#### TASK TO COMPLETE
Please write out the records again, beginning at the line that contains "runway in the photo above." and continuing through the end of the records. Swap "sneaker sole" for "shoe sole" and leave everything else unchanged.

#### ENTRIES PROVIDED

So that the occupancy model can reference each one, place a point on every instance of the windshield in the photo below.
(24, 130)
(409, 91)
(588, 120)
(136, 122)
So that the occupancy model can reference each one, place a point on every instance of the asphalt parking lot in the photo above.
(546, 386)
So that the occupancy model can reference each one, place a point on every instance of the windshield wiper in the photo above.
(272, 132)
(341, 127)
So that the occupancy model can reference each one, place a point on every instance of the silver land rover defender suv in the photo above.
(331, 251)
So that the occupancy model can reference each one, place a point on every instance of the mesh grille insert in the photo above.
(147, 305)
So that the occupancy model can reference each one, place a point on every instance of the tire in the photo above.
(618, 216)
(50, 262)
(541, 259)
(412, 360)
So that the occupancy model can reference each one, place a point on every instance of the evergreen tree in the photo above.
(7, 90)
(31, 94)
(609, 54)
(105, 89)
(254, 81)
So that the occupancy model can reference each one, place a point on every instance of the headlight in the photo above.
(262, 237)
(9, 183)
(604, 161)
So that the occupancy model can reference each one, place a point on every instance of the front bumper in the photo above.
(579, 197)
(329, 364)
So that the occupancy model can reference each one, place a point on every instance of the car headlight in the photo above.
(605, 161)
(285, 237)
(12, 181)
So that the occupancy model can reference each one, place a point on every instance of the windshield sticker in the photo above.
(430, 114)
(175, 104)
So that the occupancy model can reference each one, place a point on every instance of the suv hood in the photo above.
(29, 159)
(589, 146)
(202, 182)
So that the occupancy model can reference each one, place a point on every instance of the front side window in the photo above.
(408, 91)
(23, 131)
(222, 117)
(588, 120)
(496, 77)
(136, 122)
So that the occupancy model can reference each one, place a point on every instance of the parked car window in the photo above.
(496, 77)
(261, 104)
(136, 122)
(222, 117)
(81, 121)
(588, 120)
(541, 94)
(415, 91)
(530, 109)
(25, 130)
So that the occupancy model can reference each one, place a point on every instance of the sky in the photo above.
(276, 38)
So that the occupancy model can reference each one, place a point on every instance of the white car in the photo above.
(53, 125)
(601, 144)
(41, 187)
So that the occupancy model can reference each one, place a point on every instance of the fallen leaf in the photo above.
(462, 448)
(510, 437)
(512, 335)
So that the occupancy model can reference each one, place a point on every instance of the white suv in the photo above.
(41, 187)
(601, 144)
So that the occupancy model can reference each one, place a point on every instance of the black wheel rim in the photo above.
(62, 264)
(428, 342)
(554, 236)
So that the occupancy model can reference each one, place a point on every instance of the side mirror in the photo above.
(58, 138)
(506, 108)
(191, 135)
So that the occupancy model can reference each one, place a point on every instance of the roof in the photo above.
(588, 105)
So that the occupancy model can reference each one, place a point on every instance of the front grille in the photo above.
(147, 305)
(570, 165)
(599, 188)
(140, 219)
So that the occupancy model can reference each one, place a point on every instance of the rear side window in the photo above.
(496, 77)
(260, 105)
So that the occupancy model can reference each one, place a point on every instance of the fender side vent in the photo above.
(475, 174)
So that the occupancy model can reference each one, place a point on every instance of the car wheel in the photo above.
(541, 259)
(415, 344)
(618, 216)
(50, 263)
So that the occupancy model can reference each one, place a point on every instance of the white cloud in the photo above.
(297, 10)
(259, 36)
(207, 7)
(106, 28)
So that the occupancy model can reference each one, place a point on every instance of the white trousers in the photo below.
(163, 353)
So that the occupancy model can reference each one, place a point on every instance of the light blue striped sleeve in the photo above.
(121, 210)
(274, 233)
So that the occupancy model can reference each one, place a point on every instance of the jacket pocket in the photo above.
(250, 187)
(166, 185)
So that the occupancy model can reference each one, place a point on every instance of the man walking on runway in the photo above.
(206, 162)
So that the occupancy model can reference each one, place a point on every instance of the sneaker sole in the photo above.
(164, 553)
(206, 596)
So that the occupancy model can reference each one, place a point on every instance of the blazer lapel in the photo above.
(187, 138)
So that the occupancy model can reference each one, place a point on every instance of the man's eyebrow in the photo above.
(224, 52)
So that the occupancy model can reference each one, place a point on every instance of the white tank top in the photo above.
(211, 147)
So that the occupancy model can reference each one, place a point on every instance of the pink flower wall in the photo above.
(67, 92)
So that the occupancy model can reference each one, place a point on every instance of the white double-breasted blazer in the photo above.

#### FULL ANSWER
So that the occupancy model can reference each one, place a point on every instance of the man walking on runway in the photo above.
(206, 162)
So that the occupancy model can reference each one, place a point on every instance of the shoe sole in the photo above.
(164, 553)
(206, 596)
So that the occupancy model can reference each one, place a point on every instance of the blazer lapel in the photo above.
(187, 138)
So that the occupancy model can reference each one, place a point on every instance of the man's eyebrow in the photo above.
(224, 52)
So that the occupancy model can reference each one, place a point on every instance of the white tank top in the photo above.
(211, 147)
So that the occupancy model can reference each one, place a point on every instance of the pink flower wall in the photo above.
(67, 92)
So that the occupancy model can reference each one, place a point on every instance of the white double-breasted blazer in the photo above.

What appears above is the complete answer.